--- start of Passage ---

One sure sign of distress in these birds: Studies have shown that after they were force-fed they avoided the people who fed them and the feeding area, unlike ducks that were fed normally.

Seventeen countries ban foie gras production because of the inhumane production methods: Australia, Argentina, the Czech Republic, Denmark, Finland, Germany, Ireland, Italy, Israel (previously one of the largest producers after France and Hungary), Luxembourg, the Netherlands, Norway, Poland, Sweden, Switzerland, Turkey and the United Kingdom. Last month, the city of São Paulo prohibited the sale of foie gras in its restaurants.

These bans reflect a realization that gavage is inherently inhumane, and there is no way to make it humane. Many farms meet Certified Humane standards for farm animals destined for our plates, including cows, pigs, chickens and turkeys. No foie gras farm that force-feeds birds could ever do so.

Ms. Douglass is founder and executive director of Humane Farm Animal Care. She can be reached at reports@wsj.com.

NO: If You Eat Meat, Some Foie Gras More Than Passes Muster

By J. Kenji López-Alt

I am not an advocate for meat eating. Every time we eat meat, we are balancing an equation between our pleasure and an animal’s discomfort and death.

What I hope to convince you of is this: If you believe it is OK to raise and kill animals for their flesh, and that any animal we eat should be raised in as humane a manner as is reasonable, you should be OK with foie gras from the best farms (including all foie gras made in the U.S.). It is among the most humanely produced animal products one can buy in the retail food market.

There are farms in other countries that mistreat or individually pen their ducks or geese, and some that show vastly increased mortality rates. These operations cannot, under any standards, be considered humane. They should be shut down. But this is not all farms.

There real question is: Is it possible for foie gras to be humanely produced?

Let’s start with the main objection folks who eat other meats specifically make about foie gras: the force-feeding that occurs during the last couple of weeks of a foie gras duck’s life before slaughter. The trap of anthropomorphism is easy: Pushing a tube down my throat would be torture, so it must be torture for those ducks. But ducks are not humans. Ducks’ throats are made for swallowing rocks, which they use to fill their gizzards. They also eat whole fish, spiny fins and all. The interior of a duck’s throat more closely resembles your fingernail than your flesh.

What about the quantity of food? The tissue at the bottom of a duck’s throat (called the crop) can stretch comfortably to several times its original volume. Ducks naturally gorge themselves when they find a good food supply.

Finally there is breathing. Ducks have two entirely separated pathways for food and for air. They are not suffocated during feeding. They also lack a gag reflex.

Once we accept that when done properly, force-feeding is not inherently inhumane, then we must address the rest of the duck’s life. Farm animals should live in an environment that minimizes stress and allows for their natural behaviors. For a duck that means space to roam, exercise and stretch its wings. There are currently two major foie gras farms operating in the U.S. Both raise their ducks in cage-free barns with features designed to stimulate natural behavior.

--- end of Passage ---
--- start of Supplied information ---

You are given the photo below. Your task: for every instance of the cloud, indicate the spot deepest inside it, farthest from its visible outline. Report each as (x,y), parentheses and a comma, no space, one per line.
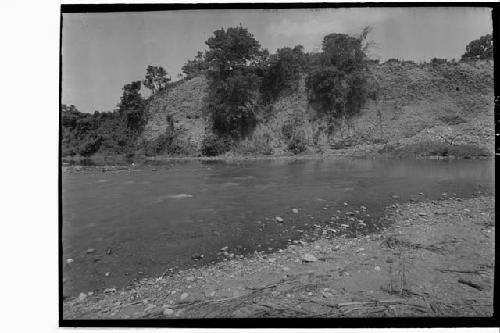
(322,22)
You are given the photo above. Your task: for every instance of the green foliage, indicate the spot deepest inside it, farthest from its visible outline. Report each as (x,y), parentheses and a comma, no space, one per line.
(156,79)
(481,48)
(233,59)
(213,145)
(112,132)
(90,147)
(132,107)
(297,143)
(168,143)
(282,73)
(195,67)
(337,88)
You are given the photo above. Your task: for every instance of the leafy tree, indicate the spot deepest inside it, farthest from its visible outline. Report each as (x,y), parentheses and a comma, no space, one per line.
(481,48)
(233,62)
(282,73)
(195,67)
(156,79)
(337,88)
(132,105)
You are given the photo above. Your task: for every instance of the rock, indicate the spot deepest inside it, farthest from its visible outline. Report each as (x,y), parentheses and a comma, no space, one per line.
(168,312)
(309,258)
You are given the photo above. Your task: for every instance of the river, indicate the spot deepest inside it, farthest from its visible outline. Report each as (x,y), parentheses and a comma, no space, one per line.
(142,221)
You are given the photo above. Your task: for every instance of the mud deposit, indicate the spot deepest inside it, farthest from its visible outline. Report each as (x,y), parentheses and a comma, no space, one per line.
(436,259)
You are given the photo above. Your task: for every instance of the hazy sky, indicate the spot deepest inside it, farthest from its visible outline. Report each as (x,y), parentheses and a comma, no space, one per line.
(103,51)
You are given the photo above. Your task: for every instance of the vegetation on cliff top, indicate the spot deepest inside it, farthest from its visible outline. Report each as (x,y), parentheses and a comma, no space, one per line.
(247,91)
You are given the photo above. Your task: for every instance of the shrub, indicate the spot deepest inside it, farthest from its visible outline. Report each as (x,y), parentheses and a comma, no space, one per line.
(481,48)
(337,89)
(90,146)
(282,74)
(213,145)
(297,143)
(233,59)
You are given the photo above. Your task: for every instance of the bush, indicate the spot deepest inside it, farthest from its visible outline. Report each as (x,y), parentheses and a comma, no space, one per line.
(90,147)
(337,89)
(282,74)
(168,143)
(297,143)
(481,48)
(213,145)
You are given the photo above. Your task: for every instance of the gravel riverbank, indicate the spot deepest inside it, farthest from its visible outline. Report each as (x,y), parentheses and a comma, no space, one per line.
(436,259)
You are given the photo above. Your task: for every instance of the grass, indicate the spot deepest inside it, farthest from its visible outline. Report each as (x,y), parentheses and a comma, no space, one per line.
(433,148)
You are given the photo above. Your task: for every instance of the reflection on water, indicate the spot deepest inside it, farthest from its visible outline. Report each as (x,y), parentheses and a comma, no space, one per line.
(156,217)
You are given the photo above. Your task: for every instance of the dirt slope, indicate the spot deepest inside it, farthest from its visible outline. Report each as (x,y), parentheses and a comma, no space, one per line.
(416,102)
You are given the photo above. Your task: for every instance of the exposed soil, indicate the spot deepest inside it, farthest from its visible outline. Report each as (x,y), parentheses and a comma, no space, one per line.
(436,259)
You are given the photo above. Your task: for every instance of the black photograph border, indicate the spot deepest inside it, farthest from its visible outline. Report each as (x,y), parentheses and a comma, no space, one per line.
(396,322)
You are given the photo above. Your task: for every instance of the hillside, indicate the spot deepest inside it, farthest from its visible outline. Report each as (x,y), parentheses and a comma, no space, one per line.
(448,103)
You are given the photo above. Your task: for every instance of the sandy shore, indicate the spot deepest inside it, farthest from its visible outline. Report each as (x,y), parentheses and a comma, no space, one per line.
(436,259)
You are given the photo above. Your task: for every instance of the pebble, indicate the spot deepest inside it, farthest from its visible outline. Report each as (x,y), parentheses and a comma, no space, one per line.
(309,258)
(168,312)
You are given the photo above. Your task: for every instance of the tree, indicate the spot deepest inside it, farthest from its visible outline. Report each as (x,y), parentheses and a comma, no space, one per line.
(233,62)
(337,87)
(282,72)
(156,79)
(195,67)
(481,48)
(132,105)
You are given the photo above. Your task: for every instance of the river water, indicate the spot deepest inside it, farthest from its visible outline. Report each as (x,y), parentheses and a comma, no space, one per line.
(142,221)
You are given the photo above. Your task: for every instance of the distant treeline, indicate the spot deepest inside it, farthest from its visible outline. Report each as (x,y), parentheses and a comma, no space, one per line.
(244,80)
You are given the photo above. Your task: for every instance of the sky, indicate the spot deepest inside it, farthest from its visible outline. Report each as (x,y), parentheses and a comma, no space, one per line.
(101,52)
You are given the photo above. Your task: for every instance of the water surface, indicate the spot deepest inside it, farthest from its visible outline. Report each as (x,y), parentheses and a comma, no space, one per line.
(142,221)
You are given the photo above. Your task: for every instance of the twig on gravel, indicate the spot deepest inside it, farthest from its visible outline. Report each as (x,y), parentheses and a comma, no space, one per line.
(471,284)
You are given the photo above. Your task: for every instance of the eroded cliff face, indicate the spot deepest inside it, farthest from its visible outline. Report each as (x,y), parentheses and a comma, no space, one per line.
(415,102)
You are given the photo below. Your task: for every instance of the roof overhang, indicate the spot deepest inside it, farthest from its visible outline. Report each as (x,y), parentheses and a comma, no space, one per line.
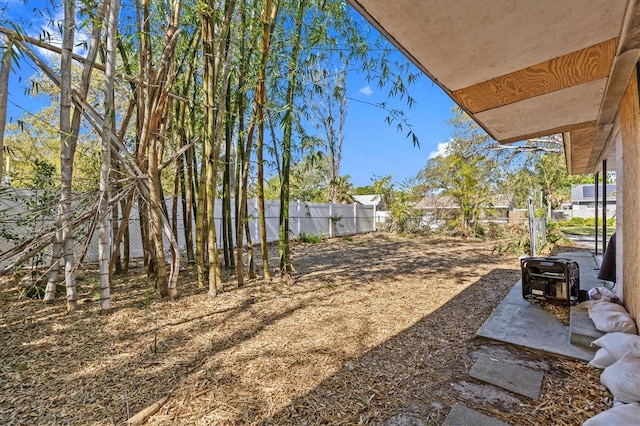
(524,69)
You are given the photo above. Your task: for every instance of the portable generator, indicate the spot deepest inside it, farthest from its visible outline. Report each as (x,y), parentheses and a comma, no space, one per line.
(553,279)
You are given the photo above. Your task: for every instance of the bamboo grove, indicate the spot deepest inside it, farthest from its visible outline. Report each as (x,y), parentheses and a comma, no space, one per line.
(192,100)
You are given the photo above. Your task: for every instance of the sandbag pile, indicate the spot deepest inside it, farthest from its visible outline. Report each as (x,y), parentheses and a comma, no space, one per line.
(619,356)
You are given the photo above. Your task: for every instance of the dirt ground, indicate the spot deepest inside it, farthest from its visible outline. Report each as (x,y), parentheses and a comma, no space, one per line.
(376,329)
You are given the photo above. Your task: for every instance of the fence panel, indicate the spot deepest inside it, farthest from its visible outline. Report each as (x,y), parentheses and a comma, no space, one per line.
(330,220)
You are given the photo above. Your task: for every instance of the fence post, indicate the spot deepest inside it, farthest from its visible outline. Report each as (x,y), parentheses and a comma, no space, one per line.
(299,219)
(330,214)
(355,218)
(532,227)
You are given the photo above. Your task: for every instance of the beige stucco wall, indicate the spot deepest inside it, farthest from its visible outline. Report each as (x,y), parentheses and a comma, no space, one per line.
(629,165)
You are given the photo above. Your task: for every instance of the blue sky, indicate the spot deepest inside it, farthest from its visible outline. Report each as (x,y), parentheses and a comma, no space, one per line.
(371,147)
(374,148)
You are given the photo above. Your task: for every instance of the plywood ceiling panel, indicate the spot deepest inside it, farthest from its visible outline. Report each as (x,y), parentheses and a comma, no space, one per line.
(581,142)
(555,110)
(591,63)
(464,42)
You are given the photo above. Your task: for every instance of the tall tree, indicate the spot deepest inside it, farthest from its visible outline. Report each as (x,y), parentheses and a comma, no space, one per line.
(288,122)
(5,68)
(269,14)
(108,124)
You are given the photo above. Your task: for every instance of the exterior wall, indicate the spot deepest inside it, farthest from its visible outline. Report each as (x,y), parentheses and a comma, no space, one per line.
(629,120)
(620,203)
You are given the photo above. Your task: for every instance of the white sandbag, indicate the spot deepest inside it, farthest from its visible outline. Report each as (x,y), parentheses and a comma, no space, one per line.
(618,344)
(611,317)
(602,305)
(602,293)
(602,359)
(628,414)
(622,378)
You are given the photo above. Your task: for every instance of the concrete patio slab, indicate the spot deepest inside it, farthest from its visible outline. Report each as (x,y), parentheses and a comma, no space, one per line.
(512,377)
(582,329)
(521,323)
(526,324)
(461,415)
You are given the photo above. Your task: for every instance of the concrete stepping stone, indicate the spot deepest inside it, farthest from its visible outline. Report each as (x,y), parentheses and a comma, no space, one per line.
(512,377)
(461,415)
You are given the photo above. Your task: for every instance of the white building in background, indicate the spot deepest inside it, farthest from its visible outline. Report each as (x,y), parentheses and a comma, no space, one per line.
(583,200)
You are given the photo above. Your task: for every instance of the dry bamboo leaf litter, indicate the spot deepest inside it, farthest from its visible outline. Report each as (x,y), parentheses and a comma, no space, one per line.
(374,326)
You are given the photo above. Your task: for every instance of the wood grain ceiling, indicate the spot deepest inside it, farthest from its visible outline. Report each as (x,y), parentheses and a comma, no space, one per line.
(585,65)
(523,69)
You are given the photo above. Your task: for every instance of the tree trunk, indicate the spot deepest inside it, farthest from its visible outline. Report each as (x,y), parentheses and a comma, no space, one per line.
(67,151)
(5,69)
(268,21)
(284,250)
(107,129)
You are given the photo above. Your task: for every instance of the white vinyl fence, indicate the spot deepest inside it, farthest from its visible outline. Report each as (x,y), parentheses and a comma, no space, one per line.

--- end of Supplied information ---

Exercise requirements
(A) In the foie gras text, which city prohibited the sale of foie gras in its restaurants?
(B) Transcribe the section of the foie gras text that opens with the words containing "By J. Kenji" and closes with "discomfort and death.".

Solved tasks
(A) São Paulo

(B)
By J. Kenji López-Alt

I am not an advocate for meat eating. Every time we eat meat, we are balancing an equation between our pleasure and an animal’s discomfort and death.